What this exercise asks:
1. According to the passage on the Stock Exchange Luncheon Club, on which floor of the New York Stock Exchange was the club located?
2. Extend the passage on the Stock Exchange Luncheon Club, picking up right after its final sentence.
[[ Excerpt to read, beginning ]]
The Stock Exchange Luncheon Club was a members-only dining club, on the seventh floor of the New York Stock Exchange (NYSE) at 11 Wall Street in Manhattan. The club was founded on August 3, 1898, and moved from 70 Broadway to 11 Wall Street in 1903. It closed on April 28, 2006, after more than a century of service.
The club had an inaugural membership of 200, with a "long waiting list", when it first opened as the Luncheon Club at 70 Broadway and 15 New Street, Manhattan.
Joseph L. Searles III, who became the first African American member of the NYSE when he joined in 1970, said that his "biggest fear...was where would I sit in the luncheon club?". The situation was resolved when Searles was given his own table by the club, and he dined alone for a while.
A ladies' restroom was installed in the club as late as 1987, some twenty years after women were first admitted to the NYSE.
In 1999, the club had more than 1,400 members, and was lavishly decorated with various animal heads, most shot by members on safari.
[[ Excerpt to read, end ]]
[[ Provided data, beginning ]]
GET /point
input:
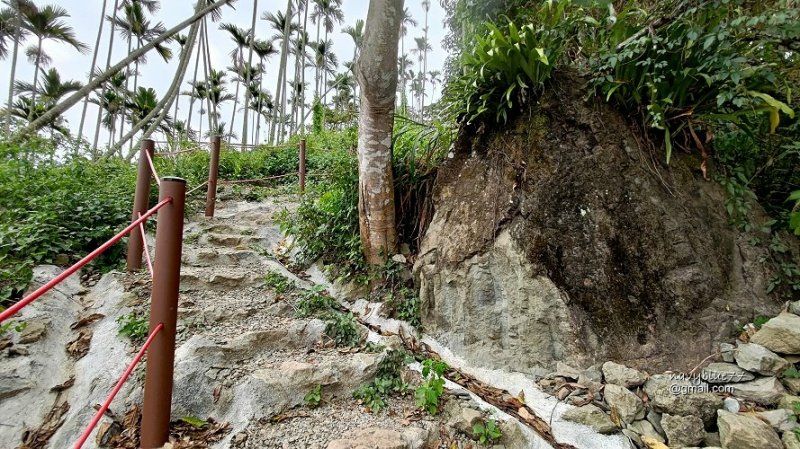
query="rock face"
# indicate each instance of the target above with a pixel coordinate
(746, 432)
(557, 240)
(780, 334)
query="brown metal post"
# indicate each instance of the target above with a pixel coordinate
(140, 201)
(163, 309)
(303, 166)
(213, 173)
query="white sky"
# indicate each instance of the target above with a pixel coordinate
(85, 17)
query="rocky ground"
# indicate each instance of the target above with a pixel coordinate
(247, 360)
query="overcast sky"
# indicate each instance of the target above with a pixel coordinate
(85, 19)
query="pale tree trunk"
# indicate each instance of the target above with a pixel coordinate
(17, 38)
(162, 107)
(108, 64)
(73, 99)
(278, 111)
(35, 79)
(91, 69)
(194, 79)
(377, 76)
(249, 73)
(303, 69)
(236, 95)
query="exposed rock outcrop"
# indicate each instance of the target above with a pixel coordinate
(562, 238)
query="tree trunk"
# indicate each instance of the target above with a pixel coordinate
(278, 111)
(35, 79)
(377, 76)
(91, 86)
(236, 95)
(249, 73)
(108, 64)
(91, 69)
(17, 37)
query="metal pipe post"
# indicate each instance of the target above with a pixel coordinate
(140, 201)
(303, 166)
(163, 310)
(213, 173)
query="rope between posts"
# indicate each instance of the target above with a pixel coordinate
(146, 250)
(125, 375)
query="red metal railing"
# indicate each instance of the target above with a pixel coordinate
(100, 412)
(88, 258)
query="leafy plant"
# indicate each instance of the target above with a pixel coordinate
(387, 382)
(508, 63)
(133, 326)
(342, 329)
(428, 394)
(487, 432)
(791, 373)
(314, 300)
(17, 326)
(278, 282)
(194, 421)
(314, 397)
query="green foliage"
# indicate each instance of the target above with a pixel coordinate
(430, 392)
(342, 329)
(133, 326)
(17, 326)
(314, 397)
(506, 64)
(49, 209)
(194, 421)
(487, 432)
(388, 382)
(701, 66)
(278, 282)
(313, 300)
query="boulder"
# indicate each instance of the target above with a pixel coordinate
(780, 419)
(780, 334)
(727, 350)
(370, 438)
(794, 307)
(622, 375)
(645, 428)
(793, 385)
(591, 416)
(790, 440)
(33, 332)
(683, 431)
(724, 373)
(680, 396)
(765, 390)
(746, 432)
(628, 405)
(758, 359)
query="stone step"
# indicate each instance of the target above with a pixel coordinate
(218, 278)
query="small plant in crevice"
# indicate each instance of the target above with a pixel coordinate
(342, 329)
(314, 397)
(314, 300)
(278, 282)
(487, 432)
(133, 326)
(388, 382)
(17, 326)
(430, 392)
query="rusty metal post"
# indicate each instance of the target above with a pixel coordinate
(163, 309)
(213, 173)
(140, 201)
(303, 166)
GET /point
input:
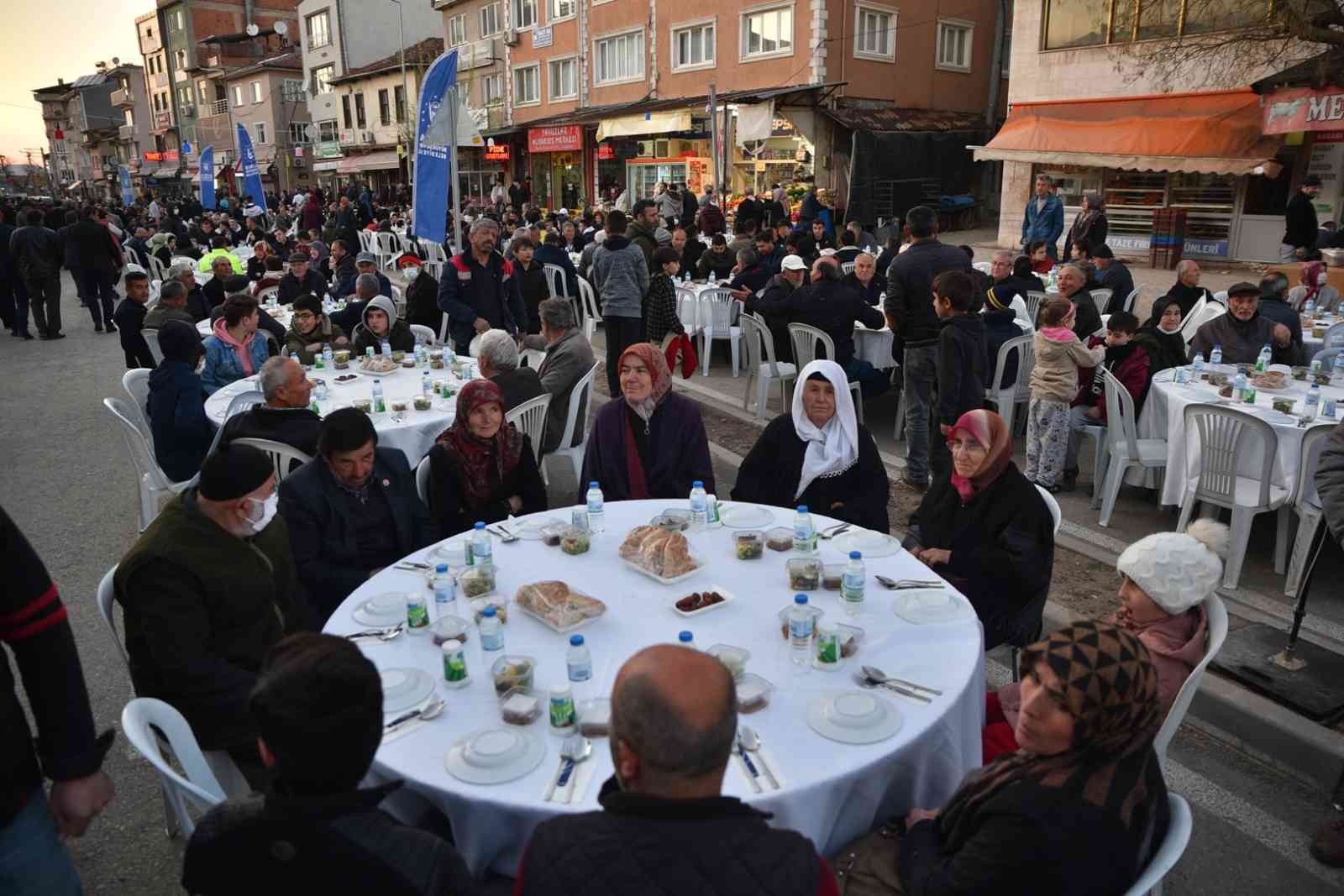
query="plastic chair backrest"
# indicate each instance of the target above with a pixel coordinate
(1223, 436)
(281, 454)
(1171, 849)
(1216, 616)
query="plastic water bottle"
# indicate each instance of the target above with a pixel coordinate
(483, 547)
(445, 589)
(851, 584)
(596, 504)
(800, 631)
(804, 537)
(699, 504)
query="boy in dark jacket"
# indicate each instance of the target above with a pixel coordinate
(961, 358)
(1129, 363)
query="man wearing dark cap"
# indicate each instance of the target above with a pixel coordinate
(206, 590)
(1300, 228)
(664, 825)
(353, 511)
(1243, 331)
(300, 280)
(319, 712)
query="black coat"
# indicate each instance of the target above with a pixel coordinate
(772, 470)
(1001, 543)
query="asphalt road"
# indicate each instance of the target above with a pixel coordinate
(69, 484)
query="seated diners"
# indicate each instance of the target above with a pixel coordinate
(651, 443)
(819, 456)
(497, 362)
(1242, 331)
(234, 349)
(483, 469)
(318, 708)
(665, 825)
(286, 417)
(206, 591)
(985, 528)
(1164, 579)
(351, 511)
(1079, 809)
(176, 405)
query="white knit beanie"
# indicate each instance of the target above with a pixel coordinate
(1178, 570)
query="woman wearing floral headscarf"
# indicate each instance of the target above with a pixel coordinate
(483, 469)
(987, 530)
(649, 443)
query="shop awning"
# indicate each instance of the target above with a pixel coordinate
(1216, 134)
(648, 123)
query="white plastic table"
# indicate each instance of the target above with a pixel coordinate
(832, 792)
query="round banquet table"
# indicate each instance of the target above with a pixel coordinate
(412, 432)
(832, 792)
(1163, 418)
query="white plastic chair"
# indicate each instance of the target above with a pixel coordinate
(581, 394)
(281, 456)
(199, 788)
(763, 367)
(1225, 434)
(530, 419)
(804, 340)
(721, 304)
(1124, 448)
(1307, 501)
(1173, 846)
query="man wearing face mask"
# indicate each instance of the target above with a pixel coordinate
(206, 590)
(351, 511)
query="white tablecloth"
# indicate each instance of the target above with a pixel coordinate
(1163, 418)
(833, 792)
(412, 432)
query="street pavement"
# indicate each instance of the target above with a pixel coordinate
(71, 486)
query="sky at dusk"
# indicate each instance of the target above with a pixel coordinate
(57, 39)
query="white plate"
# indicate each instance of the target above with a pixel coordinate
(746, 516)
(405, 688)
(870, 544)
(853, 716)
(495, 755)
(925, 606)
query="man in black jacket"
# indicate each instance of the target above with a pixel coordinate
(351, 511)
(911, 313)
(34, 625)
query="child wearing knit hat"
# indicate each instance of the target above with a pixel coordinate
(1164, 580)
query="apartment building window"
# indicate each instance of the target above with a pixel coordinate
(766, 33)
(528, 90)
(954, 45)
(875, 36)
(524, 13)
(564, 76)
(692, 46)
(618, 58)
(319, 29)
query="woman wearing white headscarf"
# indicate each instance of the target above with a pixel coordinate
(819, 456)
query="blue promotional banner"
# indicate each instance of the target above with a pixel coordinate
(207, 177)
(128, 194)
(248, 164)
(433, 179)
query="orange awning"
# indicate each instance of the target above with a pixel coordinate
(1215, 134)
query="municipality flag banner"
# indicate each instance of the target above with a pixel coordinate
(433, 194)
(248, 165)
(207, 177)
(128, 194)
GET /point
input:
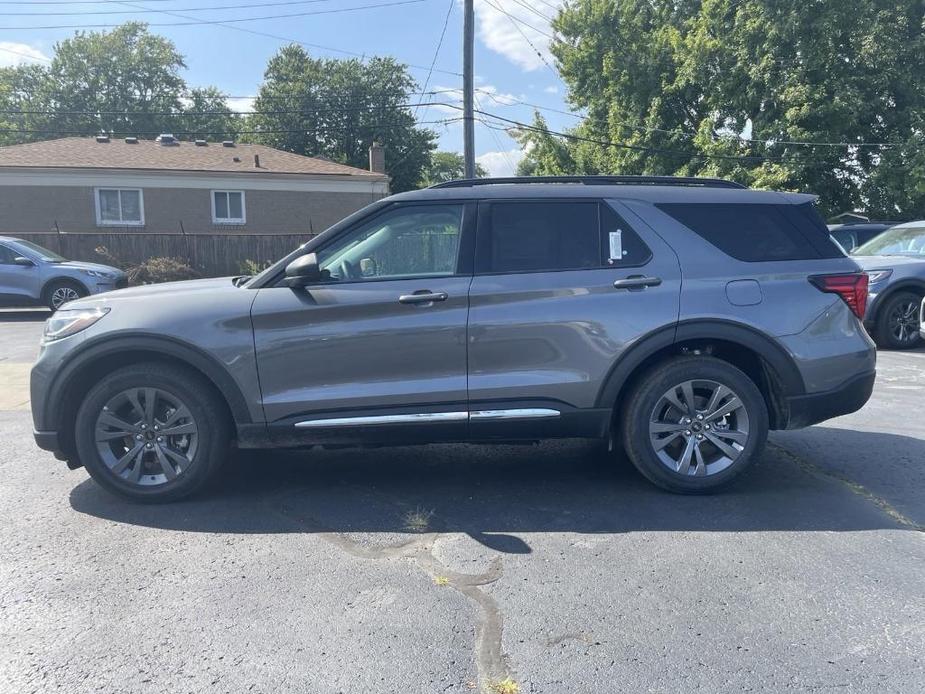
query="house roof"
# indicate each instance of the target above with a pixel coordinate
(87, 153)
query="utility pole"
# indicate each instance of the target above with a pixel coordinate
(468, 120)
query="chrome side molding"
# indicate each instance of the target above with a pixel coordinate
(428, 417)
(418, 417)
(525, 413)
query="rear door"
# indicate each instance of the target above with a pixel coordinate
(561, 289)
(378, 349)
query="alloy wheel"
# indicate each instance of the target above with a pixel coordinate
[[ Provided data, end ]]
List of answers:
1. The seventh floor.

2.
In August 2001, the Stock Exchange Luncheon Club served as the venue for the presentation of custom-made motorized wheelchairs to 17 quadraplegic in-patients of a local hospital for paralyzed people. A fund-raising event was held by the New York City Police Foundation at the club in November 2003. Following security measures put in place at the NYSE, after the September 11 attacks, the club became less accessible, and this, coupled with the ousting of regular patron Richard Grasso from the head of the NYSE, and a decline in similar local dining clubs, was cited as a factor in the club's demise when it closed in 2006. The space continued to be used for important events for example, the NYSE shareholder vote to merge with Euronext on December 19, 2006.